### EXERCISE
Write down the lines starting at the one that contains "Is there any spider" and ending at the one that contains "1;57;232;350", both included, with nothing changed.

### RECORD LIST
┌──
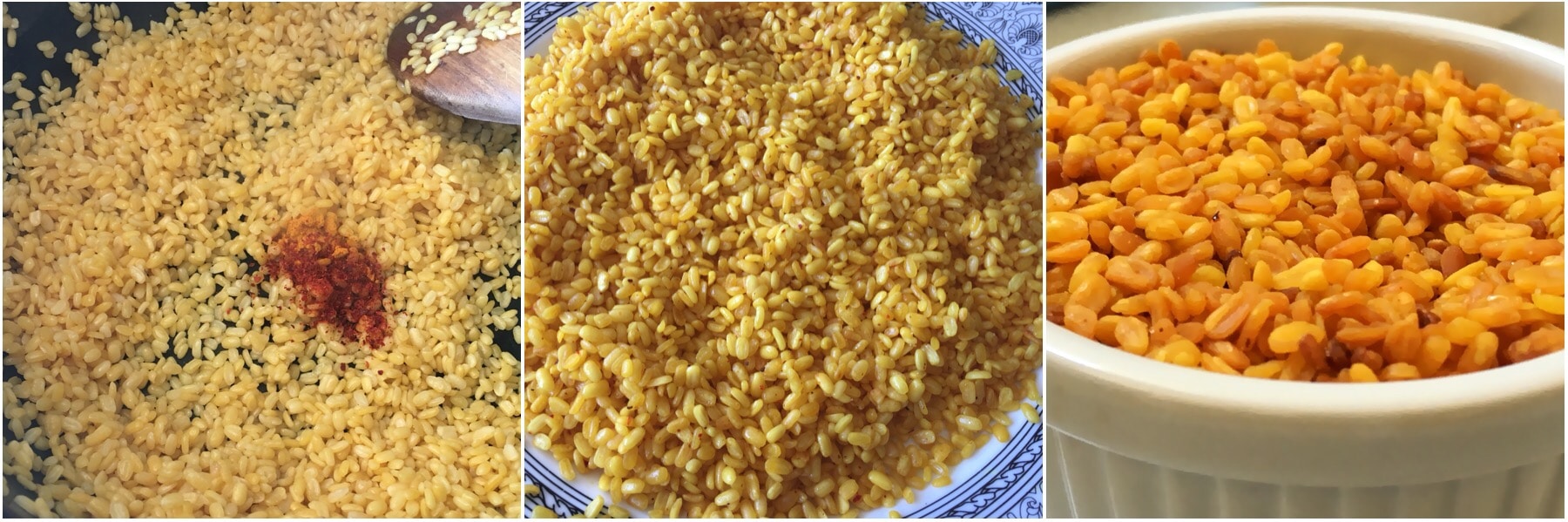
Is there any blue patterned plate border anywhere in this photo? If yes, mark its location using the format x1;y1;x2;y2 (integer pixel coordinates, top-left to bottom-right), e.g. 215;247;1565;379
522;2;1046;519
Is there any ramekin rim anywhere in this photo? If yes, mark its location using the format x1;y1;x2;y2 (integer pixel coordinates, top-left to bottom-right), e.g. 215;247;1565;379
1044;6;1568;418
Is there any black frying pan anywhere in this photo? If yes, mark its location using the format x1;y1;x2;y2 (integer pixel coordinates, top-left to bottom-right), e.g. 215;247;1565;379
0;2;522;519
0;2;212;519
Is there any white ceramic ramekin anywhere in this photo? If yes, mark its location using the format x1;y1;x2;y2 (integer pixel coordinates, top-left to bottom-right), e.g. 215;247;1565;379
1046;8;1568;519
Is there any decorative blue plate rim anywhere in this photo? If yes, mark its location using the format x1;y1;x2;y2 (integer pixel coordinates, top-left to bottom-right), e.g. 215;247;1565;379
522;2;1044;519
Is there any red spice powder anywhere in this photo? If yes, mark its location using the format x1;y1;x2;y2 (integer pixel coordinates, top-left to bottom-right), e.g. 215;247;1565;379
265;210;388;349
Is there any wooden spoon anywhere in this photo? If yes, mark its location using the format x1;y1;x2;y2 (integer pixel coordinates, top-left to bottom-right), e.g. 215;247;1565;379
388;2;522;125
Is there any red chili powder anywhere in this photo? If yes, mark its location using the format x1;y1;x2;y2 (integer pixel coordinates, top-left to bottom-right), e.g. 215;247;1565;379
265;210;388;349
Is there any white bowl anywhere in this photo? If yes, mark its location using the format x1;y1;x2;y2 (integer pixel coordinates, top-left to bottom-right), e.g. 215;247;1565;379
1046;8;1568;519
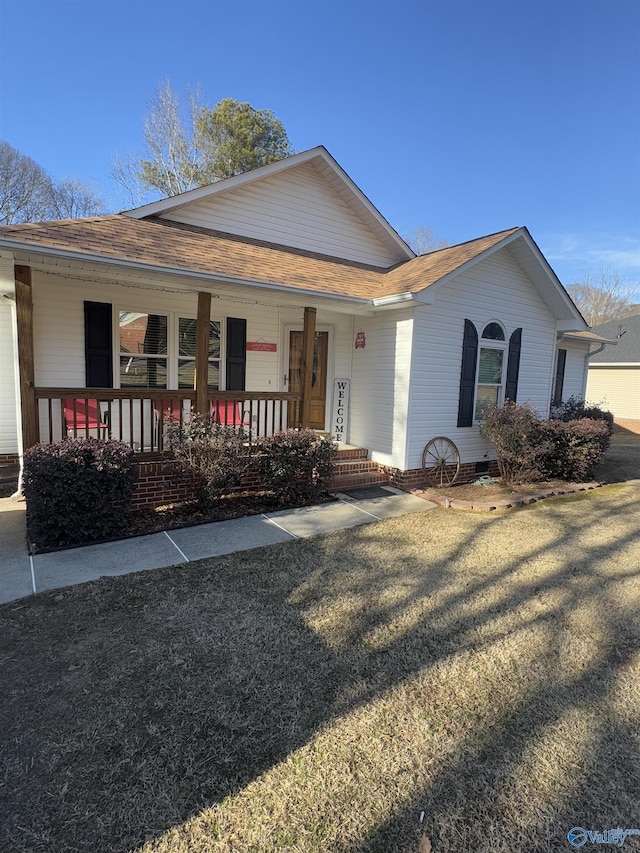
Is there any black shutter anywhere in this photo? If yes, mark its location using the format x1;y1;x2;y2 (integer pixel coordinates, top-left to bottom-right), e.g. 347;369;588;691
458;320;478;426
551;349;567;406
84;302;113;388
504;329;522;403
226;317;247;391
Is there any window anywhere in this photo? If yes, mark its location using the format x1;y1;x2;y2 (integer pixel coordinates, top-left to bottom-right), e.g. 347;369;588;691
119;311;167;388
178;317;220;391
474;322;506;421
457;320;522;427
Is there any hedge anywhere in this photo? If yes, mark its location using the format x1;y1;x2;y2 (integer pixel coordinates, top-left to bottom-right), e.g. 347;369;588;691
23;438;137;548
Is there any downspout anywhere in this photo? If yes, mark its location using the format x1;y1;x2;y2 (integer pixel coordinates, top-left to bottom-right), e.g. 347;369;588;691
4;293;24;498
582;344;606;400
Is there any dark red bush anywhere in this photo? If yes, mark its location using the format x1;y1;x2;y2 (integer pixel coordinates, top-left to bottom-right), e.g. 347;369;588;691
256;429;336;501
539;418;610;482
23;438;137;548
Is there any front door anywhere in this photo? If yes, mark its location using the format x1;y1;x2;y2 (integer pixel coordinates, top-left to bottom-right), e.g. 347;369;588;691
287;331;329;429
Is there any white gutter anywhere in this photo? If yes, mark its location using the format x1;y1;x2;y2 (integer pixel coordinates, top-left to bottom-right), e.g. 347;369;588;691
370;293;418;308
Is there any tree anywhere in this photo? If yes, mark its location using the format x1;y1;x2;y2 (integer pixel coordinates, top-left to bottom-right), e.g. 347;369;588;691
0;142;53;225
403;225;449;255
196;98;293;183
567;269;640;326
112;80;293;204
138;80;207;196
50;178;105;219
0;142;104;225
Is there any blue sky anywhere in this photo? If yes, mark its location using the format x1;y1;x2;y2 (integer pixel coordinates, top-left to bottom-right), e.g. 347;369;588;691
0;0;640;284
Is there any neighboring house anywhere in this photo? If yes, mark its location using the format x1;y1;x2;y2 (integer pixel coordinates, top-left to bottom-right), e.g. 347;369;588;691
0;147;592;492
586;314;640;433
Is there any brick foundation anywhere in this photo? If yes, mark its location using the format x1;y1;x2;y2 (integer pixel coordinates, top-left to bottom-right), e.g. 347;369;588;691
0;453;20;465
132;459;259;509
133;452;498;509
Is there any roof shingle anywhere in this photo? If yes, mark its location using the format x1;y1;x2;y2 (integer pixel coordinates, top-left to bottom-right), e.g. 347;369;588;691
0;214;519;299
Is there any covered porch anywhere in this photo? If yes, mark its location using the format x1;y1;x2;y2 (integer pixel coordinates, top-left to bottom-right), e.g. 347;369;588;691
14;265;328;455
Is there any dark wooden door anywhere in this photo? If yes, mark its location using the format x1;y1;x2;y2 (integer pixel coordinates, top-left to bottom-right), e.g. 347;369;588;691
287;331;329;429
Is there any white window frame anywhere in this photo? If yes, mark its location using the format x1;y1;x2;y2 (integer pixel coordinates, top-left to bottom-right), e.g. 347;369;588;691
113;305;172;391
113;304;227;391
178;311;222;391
└──
┌──
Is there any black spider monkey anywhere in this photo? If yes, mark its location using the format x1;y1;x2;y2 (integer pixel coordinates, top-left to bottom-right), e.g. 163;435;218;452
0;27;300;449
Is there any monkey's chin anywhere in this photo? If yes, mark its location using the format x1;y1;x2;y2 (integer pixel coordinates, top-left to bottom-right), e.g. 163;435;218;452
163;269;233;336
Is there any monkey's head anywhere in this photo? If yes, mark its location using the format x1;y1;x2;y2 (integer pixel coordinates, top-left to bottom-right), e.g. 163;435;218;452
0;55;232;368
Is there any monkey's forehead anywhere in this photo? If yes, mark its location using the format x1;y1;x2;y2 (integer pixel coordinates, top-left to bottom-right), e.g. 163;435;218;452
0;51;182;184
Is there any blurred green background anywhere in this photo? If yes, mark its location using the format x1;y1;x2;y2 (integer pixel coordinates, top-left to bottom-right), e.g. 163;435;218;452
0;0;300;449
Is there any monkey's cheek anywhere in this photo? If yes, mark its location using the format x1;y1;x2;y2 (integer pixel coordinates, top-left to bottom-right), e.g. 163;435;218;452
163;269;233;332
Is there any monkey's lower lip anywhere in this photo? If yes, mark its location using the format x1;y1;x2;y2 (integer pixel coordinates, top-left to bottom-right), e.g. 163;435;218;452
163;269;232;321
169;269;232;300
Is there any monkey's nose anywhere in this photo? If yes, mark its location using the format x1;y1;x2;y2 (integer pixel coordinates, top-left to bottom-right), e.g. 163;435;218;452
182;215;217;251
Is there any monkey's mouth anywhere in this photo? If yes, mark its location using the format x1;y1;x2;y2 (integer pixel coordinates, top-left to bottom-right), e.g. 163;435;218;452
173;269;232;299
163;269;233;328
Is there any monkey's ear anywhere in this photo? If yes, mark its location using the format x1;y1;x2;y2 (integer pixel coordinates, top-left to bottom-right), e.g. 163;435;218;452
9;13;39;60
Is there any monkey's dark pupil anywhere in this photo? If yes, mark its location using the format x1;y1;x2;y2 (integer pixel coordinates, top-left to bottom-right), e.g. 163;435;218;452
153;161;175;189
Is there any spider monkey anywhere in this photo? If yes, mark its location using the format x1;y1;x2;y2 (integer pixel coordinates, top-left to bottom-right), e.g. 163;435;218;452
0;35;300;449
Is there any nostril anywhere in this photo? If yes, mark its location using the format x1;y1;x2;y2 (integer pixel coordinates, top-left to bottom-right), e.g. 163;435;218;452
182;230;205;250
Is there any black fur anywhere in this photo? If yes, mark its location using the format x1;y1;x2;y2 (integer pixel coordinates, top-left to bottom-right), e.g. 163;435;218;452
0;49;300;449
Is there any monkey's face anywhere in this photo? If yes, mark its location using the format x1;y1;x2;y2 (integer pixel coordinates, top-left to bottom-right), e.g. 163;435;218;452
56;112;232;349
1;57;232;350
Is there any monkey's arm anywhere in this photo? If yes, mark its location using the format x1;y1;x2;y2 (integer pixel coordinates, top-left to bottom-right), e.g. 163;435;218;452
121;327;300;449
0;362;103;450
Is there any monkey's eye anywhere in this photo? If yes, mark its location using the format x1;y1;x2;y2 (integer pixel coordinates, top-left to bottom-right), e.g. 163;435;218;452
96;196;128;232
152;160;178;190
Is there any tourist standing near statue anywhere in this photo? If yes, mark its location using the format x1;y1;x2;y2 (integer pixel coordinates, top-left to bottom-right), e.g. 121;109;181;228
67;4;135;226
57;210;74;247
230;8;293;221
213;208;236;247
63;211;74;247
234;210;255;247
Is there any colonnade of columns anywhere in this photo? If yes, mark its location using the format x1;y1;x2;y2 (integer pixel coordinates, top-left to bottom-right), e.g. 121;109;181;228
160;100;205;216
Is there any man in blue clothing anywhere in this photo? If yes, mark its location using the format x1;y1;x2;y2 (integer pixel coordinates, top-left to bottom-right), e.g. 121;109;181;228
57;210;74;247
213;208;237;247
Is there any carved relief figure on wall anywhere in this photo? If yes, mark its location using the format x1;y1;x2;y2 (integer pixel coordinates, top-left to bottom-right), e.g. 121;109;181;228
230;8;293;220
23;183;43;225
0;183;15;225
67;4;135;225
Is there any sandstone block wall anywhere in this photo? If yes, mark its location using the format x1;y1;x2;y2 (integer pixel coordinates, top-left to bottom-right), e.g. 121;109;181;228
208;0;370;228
└──
### WRITTEN ANSWER
Is there any spider monkey anywhere in this photo? If yes, mark its location using the format x1;y1;x2;y2 (integer pixel coordinates, top-left to bottom-right), e.g. 163;435;218;452
0;35;300;449
Is there any nostril anywhere in this photo? If yes, mark its location using the format x1;y1;x2;y2 (integer pixel coordinates, top-left to bottom-right), e.g. 163;435;218;452
182;230;205;250
Is there any black fur anywhere in this photo? If yes, mark its location using the format x1;y1;x2;y2 (integer pixel coordinates, top-left to bottom-right), e.g. 163;435;218;452
0;49;300;449
Is there any monkey's face anywhere in this photo? If yes, mark its location using the format x1;y1;x2;y2 (integer pixel coordinates, top-left to bottom-right), e.g. 163;435;218;452
56;112;232;349
1;57;232;350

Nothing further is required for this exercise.